* _Objetivo 1_
Enumera todos los fragmentos que aparecen entre comillas en el extracto proporcionado.

* _Extracto proporcionado_
Los medios de comunicación, por la ley de la fascinación numérica, se han entregado a los grandes números. De hecho  la vida de estos nuevos santos representa la ley de los grandes números en cuanto que forma parte de la sociedad de masas. Permitieron, por tanto, en del diálogo con las ideas, establecer puentes entre la teología y la sociología, al tiempo que contribuyeron decisivamente a ofrecer una respuesta adecuada al reto más profundo que la modernidad ha lanzado al cristianismo: la relación entre verdad y libertad. 

Benedicto XVI, sin embargo, es el pontífice, emérito, que ha hecho posible esta historia y que vive en el silencio de la intimidad con Dios y con Jesucristo, que percibe esa realidad garante, arquitectura de un mundo nuevo. En el libro de Andrea Riccardi, “La santidad de Juan Pablo II”, una guía extraordinaria para este fin de semana, se muestra con nitidez cómo, quien fue no solo sucesor de Pedro, sino sucesor de Juan Pablo II –ahí es anda-, ha hecho posible esta historia, sabiéndose un “humilde siervo de la villa del Señor”, un hombre sin fuerzas que en su vida ha dejado que resplandezca ese Dios que siempre es más grande, Semper Maior, que glosaría en la homilía el Papa Francisco. 

Desde aquel “!Qué abandonados nos hemos sentido tras el fallecimiento de Juan Pablo II!”, de la misa inicial de su pontificado, Benedicto XVI ha hecho posible que percibamos las magnitudes reales de la Iglesia, en la gracia, y en el pecado, y las de los nuevos santos. Lo dijo en la entrevista con Peter Seewald: “Era necesario un período de recogimiento, gracias al cual poder profundizar mejor y asimilar gradualmente todas estas cosas”. 

En esta luminosa, para la historia, mañana católica, de la Católica agustiniana, dos grandes papas, magnos en sentido cierto, han hecho que un papa emérito, aparentemente delicado, sencillo, se haya engrandecido en la conciencia de los fieles cristianos y de los hombres de buena voluntad. 

 

Aquellas palabras suyas al periodista alemán: “Entendí que junto a los grandes papas deben existir también Pontífices pequeños que aportan su propia contribución”, han sido proféticas. El encuentro del Papa Francisco con el Papa emérito, ambos revestidos para la celebración litúrgica, sacrificio de Cristo redentor, lo ratifican. 

Gracias querido Benedicto por haber hecho posible esta fiesta. Gracias querido Francisco por haber recibido el testigo.

* _Objetivo 2_
Indica cada línea del listado que contenga la palabra "road" y cópiala completa.

* _Datos del ejercicio_
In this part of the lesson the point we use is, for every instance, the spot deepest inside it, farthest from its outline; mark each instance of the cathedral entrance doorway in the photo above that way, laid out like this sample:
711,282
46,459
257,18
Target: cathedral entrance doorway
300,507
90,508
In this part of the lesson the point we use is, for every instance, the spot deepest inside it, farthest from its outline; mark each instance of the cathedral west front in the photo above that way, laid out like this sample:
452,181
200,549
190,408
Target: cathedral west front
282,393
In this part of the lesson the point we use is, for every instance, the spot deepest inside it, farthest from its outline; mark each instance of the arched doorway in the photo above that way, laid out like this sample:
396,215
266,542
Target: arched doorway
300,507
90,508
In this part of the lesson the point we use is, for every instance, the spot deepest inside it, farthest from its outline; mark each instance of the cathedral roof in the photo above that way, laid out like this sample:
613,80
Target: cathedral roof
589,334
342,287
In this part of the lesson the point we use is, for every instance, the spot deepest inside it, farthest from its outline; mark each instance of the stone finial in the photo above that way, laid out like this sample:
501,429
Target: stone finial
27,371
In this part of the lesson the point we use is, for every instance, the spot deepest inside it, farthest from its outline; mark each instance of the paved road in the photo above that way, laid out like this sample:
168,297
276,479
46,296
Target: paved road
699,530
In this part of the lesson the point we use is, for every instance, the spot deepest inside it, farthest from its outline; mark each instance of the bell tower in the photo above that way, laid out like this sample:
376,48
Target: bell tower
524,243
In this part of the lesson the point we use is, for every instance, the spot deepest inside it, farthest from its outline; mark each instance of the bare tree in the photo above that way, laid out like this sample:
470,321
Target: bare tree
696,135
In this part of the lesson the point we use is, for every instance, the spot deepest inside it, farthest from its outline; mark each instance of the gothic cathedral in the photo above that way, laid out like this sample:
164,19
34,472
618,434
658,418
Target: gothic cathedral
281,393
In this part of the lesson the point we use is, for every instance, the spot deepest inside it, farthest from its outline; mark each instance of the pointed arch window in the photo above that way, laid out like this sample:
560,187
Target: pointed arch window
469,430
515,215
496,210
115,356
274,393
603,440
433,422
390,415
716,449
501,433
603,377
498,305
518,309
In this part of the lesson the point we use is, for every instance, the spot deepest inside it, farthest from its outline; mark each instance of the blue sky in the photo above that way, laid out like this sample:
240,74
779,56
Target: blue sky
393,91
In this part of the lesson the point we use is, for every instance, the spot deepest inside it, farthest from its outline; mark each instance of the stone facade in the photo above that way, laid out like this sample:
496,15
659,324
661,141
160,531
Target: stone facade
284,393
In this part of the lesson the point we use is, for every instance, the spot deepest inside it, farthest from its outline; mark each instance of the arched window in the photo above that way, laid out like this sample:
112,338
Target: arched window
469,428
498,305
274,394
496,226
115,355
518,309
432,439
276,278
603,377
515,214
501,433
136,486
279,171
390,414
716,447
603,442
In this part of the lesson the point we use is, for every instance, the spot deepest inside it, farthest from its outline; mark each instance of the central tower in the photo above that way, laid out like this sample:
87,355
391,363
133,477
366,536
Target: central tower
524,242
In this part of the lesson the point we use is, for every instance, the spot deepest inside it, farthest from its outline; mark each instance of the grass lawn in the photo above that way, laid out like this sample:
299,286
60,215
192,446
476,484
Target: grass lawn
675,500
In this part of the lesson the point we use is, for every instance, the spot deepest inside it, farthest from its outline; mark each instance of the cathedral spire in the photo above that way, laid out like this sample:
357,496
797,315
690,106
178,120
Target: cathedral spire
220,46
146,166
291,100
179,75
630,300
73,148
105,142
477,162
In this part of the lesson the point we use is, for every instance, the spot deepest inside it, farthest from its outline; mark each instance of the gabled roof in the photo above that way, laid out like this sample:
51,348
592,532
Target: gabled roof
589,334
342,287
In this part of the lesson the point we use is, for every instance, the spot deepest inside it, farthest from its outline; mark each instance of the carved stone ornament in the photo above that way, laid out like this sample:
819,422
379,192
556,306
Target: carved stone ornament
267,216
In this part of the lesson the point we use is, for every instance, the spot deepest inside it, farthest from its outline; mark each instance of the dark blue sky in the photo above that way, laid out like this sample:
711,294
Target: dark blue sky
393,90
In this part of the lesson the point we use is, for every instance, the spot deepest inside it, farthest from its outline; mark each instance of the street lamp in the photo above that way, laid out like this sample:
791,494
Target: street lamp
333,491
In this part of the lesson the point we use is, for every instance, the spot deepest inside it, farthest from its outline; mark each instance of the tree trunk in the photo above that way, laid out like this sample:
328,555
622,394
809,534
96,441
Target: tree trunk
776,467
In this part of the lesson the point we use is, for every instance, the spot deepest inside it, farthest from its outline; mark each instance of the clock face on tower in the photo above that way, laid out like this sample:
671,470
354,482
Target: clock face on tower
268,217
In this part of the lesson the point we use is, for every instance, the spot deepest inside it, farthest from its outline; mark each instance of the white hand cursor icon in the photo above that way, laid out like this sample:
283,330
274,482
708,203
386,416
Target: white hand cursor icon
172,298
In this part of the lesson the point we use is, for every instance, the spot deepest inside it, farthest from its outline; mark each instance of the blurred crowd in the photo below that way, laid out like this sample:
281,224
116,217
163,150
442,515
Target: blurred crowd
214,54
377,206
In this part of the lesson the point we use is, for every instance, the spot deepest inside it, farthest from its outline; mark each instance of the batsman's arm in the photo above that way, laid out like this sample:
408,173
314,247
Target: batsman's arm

* _Respuesta desarrollada 1_
- “La santidad de Juan Pablo II”
- “humilde siervo de la villa del Señor”
- “!Qué abandonados nos hemos sentido tras el fallecimiento de Juan Pablo II!”
- “Era necesario un período de recogimiento, gracias al cual poder profundizar mejor y asimilar gradualmente todas estas cosas”
- “Entendí que junto a los grandes papas deben existir también Pontífices pequeños que aportan su propia contribución”

* _Respuesta desarrollada 2_
In this part of the lesson the point we use is, for every instance, the spot deepest inside it, farthest from its outline; mark each instance of the paved road in the photo above that way, laid out like this sample:
Target: paved road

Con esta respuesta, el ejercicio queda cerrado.